Natural-language object grounding data
------------
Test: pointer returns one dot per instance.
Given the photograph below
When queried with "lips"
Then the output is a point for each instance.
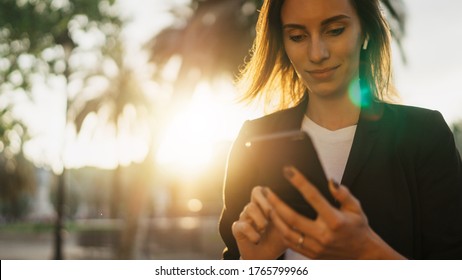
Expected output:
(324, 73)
------------
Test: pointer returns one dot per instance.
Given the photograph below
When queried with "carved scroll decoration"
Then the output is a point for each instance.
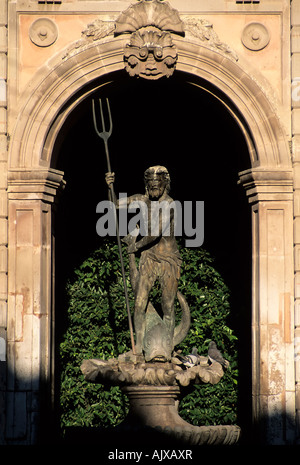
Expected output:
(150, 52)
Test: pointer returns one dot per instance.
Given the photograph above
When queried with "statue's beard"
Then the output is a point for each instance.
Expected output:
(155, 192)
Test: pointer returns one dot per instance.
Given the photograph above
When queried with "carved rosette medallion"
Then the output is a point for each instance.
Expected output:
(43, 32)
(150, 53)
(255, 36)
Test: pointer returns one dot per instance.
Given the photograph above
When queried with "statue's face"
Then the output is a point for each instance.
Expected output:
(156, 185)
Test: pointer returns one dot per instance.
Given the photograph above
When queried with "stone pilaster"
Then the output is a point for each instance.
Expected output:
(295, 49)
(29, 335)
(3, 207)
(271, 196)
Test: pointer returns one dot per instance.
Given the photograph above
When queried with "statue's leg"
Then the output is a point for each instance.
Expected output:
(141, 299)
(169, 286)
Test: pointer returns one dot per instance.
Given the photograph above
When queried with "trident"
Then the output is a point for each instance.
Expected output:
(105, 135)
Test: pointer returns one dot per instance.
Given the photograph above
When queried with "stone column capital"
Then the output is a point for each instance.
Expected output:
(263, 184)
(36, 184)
------------
- **Assigned task**:
Go through the data and gather every line that holds "with".

- **Output of the exercise**:
When queried with "lips"
When queried with "carved scroll decoration"
When queried with "statue's beard"
When queried with "carved rosette medallion"
When queried with "statue's face"
When queried with "stone pilaster"
When queried with "statue's leg"
When queried with "trident"
When queried with "stone column capital"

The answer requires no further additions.